Document passage Start Marker

Unlike many scientific theories, those of information and communication are not yet cut and dried. There is an established ‘classical’ theory, which has as its essence some sweeping and important concepts. The first is how to measure information, which is effectively the definition of the term. This is usually illustrated in terms of the tossing of coins and rolling of dice.

Entropy is the amount of uncertainty involved in predicting the value of a ‘random’ variable, or at least one which could be random. For a coin being tossed, there are two outcomes, heads and tails, which are equally likely. Encapsulating the outcomes in a minimal single message requires one binary digit, a bit, which might be coded as 0 for tails, and 1 for heads.

For a six-sided fair die, there are six outcomes which are equally likely, which requires between two and three bits to encode. Because the die has more possible outcomes, and they require more binary digits to encode, in terms of information, the die has higher entropy, and contains more information.

Returning to the example of Text Twist, each of the six letters provided in the game has 26 different possible values, although because of the nature of English words they are not truly randomly distributed (the most common letters being e and a, the least common j, q, x and z).

Without detailed prior analysis of six-letter words in English, it would be reasonable to assume that there might be 26^6 (26 to the power of 6) possible 6-letter ‘words’, which is almost 309 billion, although a great many of those do not form any English words. Encoding each letter in binary requires slightly less than 5 bits per character. Thus our Text Twist ‘words’ have high entropy and a lot of information, relative to coins and dice.

Document passage End Marker
Given data Start Marker

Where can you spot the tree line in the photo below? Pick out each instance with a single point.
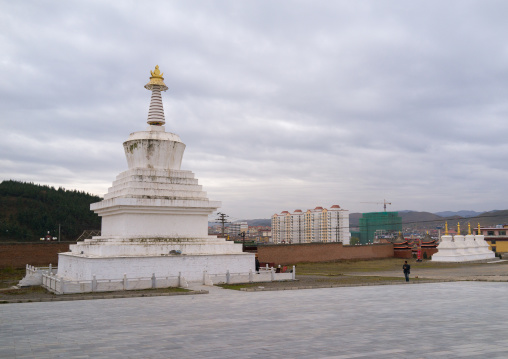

Given data End Marker

» **Work instructions**:
a. In the passage on information entropy, how many bits does encoding a six-sided fair die require?
b. List every letter that the passage on information entropy names as among the most or least common in English.
c. Please carry on writing the passage on information entropy from its last sentence.

» **Answers to this exercise**:
a. Between two and three bits.

b. e, a, j, q, x, z

c.
Encoding those six letters (which are case insensitive) would require a minimum of 6 bytes in ASCII or Unicode UTF-8, but 24 bytes in UTF-32. However in Morse code, which has variable length characters, 6-letter words vary in length from 6 (EEEEEE, TTTTTT or any mixture) to 24 Morse characters, equivalent to binary digits. The word CHASMS would in fact require 18 bits, or just over 2 bytes.

The length of messages in Morse is thus shorter than in ASCII or UTF-8, and its encoding more efficient, and close to estimates of entropy. This is because Alfred Vail, who worked with Samuel Morse and Joseph Henry to devise the code, counted the different letter stocks held by a local printer, to estimate the frequency of use of different characters in English, and they decided to use variable- rather than fixed-length encoding.

chasmswordWe can of course represent words in many other ways, such as in a graphics file, which could also have letters distorted as is used in CAPTCHA challenge-response tests. Now our entropy is increasing further: the small anti-aliased image shown above requires 2878 bytes when in PNG format. As a CAPTCHA, it could be ambiguous or misread, perhaps, so with this inefficiency in coding we face the paradox that it may be communicated less clearly. That is because we are interposing additional steps between the transmitter and receiver, each of which can only increase the risk of the received information having errors.

chasmsword2A common way for images to become damaged used to be faxing. In the version above, I have simulated a fault in the process of transmitting the image, which has blurred the lower half of the letters beyond recognition. Thankfully our brains are used to filling in the missing or damaged sections of images, and most of us would recognise that the word shown is still chasms, provided that we could assume that it was in English.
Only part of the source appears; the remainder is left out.